** Excerpted passage follows **
Diagnosing And Improving Employee Connection To Company Culture
This article was originally posted on CustomerThink.com
Why Is There An Urgent Need For Companies To Do This Now?
Covid-influenced working conditions have contributed to employee disconnection from company culture, disaffection, and even emotional burnout, resulting in high prospective churn rates in many business sectors, i.e. “The Great Resignation”. Employee disconnection and discontinuity also have both an indirect and a direct impact on customer behavior. As viewed by many consulting organizations in their evaluations of this unfolding era of chronic talent shortages coupled with low unemployment rates, the conjoined, common themes of enterprise humanity and reframed purpose seem to be among the most attainable stakeholder prescriptives for dealing with the current employee landscape.
So, the state of organizational culture has tremendous and undeniable influence on employee behavior. In the famous words of Peter Drucker, “Culture eats strategy for breakfast.” Unfortunately, and rather irrespective of the beliefs of some corporate leaders and consultants, no amount of strategic corporate sophistication and modeling can work a company out of a toxic, unfocused purpose, and non-humanistic culture. It must come through disciplined leadership, investment, assessment, and change.
** End of Excerpted passage **
-- Using the information --
**1)** Answer these questions from the article on employee connection to company culture:
(a) On which website was the article originally posted?
(b) What name does the article give to the high prospective churn rates in many business sectors?
(c) Who is credited with the words "Culture eats strategy for breakfast"?
**2)** Retype the part of the article on employee connection to company culture that begins at the words "Covid-influenced working conditions" and stops after "current employee landscape.".
** Entries supplied follows **
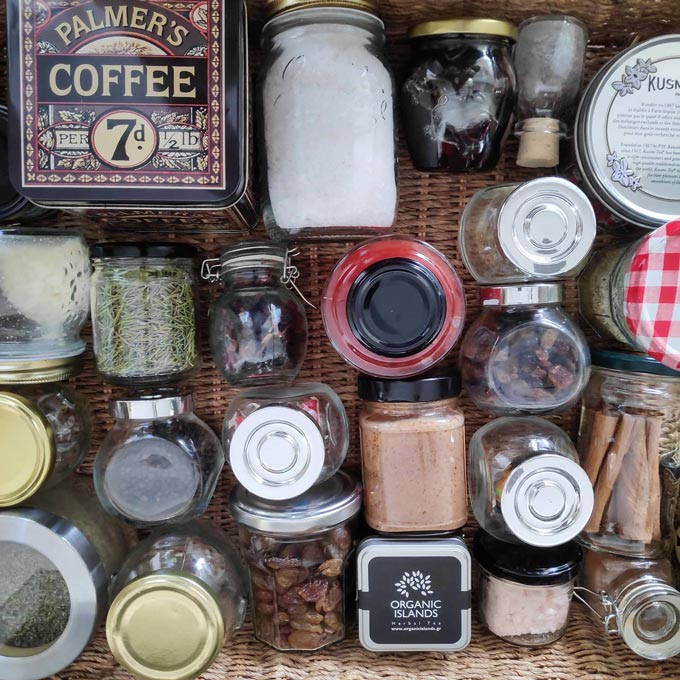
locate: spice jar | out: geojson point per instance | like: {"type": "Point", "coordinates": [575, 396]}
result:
{"type": "Point", "coordinates": [159, 463]}
{"type": "Point", "coordinates": [458, 97]}
{"type": "Point", "coordinates": [524, 355]}
{"type": "Point", "coordinates": [56, 559]}
{"type": "Point", "coordinates": [144, 316]}
{"type": "Point", "coordinates": [393, 307]}
{"type": "Point", "coordinates": [327, 121]}
{"type": "Point", "coordinates": [633, 598]}
{"type": "Point", "coordinates": [526, 484]}
{"type": "Point", "coordinates": [413, 454]}
{"type": "Point", "coordinates": [44, 293]}
{"type": "Point", "coordinates": [629, 443]}
{"type": "Point", "coordinates": [297, 552]}
{"type": "Point", "coordinates": [258, 327]}
{"type": "Point", "coordinates": [176, 599]}
{"type": "Point", "coordinates": [536, 230]}
{"type": "Point", "coordinates": [525, 592]}
{"type": "Point", "coordinates": [283, 440]}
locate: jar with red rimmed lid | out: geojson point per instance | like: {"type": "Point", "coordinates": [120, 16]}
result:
{"type": "Point", "coordinates": [393, 307]}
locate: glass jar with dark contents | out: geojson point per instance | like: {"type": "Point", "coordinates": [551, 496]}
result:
{"type": "Point", "coordinates": [460, 92]}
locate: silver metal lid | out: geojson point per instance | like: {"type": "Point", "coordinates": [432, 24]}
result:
{"type": "Point", "coordinates": [277, 452]}
{"type": "Point", "coordinates": [336, 500]}
{"type": "Point", "coordinates": [547, 500]}
{"type": "Point", "coordinates": [546, 227]}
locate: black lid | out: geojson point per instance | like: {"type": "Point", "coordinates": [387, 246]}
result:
{"type": "Point", "coordinates": [525, 563]}
{"type": "Point", "coordinates": [632, 363]}
{"type": "Point", "coordinates": [396, 307]}
{"type": "Point", "coordinates": [427, 388]}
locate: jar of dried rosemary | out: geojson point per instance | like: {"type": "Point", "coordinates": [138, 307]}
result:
{"type": "Point", "coordinates": [144, 318]}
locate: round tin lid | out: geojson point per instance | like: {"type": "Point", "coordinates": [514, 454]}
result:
{"type": "Point", "coordinates": [546, 227]}
{"type": "Point", "coordinates": [277, 452]}
{"type": "Point", "coordinates": [332, 502]}
{"type": "Point", "coordinates": [27, 449]}
{"type": "Point", "coordinates": [547, 500]}
{"type": "Point", "coordinates": [619, 135]}
{"type": "Point", "coordinates": [165, 626]}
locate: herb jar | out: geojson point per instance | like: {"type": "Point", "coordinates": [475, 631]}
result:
{"type": "Point", "coordinates": [44, 293]}
{"type": "Point", "coordinates": [633, 598]}
{"type": "Point", "coordinates": [524, 354]}
{"type": "Point", "coordinates": [393, 307]}
{"type": "Point", "coordinates": [284, 440]}
{"type": "Point", "coordinates": [144, 314]}
{"type": "Point", "coordinates": [327, 121]}
{"type": "Point", "coordinates": [525, 592]}
{"type": "Point", "coordinates": [258, 327]}
{"type": "Point", "coordinates": [297, 552]}
{"type": "Point", "coordinates": [159, 463]}
{"type": "Point", "coordinates": [175, 601]}
{"type": "Point", "coordinates": [526, 484]}
{"type": "Point", "coordinates": [56, 559]}
{"type": "Point", "coordinates": [413, 454]}
{"type": "Point", "coordinates": [542, 229]}
{"type": "Point", "coordinates": [458, 97]}
{"type": "Point", "coordinates": [629, 443]}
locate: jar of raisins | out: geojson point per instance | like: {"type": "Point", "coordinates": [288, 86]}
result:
{"type": "Point", "coordinates": [297, 552]}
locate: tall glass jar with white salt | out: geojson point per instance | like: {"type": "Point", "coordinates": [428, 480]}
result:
{"type": "Point", "coordinates": [327, 132]}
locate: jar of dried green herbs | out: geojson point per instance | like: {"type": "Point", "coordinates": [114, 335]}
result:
{"type": "Point", "coordinates": [144, 312]}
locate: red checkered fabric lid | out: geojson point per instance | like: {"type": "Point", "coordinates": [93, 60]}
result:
{"type": "Point", "coordinates": [652, 295]}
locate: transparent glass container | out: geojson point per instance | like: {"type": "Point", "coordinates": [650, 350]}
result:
{"type": "Point", "coordinates": [413, 454]}
{"type": "Point", "coordinates": [298, 555]}
{"type": "Point", "coordinates": [44, 293]}
{"type": "Point", "coordinates": [629, 444]}
{"type": "Point", "coordinates": [524, 354]}
{"type": "Point", "coordinates": [177, 598]}
{"type": "Point", "coordinates": [327, 133]}
{"type": "Point", "coordinates": [159, 463]}
{"type": "Point", "coordinates": [283, 440]}
{"type": "Point", "coordinates": [257, 326]}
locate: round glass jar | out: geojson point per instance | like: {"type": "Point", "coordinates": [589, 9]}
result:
{"type": "Point", "coordinates": [297, 552]}
{"type": "Point", "coordinates": [458, 97]}
{"type": "Point", "coordinates": [56, 559]}
{"type": "Point", "coordinates": [44, 293]}
{"type": "Point", "coordinates": [525, 593]}
{"type": "Point", "coordinates": [258, 327]}
{"type": "Point", "coordinates": [327, 121]}
{"type": "Point", "coordinates": [144, 313]}
{"type": "Point", "coordinates": [526, 484]}
{"type": "Point", "coordinates": [393, 307]}
{"type": "Point", "coordinates": [284, 440]}
{"type": "Point", "coordinates": [542, 229]}
{"type": "Point", "coordinates": [413, 454]}
{"type": "Point", "coordinates": [159, 463]}
{"type": "Point", "coordinates": [629, 444]}
{"type": "Point", "coordinates": [176, 599]}
{"type": "Point", "coordinates": [524, 354]}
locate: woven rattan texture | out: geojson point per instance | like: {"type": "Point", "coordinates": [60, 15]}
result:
{"type": "Point", "coordinates": [430, 207]}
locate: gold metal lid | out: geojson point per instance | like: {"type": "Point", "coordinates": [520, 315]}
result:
{"type": "Point", "coordinates": [165, 626]}
{"type": "Point", "coordinates": [27, 449]}
{"type": "Point", "coordinates": [470, 25]}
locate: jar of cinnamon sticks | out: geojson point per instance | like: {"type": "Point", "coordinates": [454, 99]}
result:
{"type": "Point", "coordinates": [628, 446]}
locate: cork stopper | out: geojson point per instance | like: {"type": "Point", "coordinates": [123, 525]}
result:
{"type": "Point", "coordinates": [539, 143]}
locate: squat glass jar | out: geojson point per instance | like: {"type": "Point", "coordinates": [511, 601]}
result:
{"type": "Point", "coordinates": [458, 97]}
{"type": "Point", "coordinates": [297, 552]}
{"type": "Point", "coordinates": [524, 355]}
{"type": "Point", "coordinates": [177, 597]}
{"type": "Point", "coordinates": [257, 327]}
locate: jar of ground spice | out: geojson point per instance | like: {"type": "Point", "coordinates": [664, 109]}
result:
{"type": "Point", "coordinates": [413, 454]}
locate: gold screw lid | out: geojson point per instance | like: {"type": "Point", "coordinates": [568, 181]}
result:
{"type": "Point", "coordinates": [165, 626]}
{"type": "Point", "coordinates": [27, 449]}
{"type": "Point", "coordinates": [469, 25]}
** End of Entries supplied **
-- Answers to the tasks --
**1)**
(a) CustomerThink.com
(b) "The Great Resignation"
(c) Peter Drucker

**2)**
Covid-influenced working conditions have contributed to employee disconnection from company culture, disaffection, and even emotional burnout, resulting in high prospective churn rates in many business sectors, i.e. “The Great Resignation”. Employee disconnection and discontinuity also have both an indirect and a direct impact on customer behavior. As viewed by many consulting organizations in their evaluations of this unfolding era of chronic talent shortages coupled with low unemployment rates, the conjoined, common themes of enterprise humanity and reframed purpose seem to be among the most attainable stakeholder prescriptives for dealing with the current employee landscape.